======== DATA FOR ANALYSIS
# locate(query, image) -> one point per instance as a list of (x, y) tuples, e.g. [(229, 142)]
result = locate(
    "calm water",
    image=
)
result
================
PROBLEM DETAILS: Reproduce all of the entries word for word.

WRITTEN RESPONSE:
# locate(query, image) -> one point per instance as a list of (x, y) tuples, e.g. [(229, 142)]
result = locate(
    "calm water",
    image=
)
result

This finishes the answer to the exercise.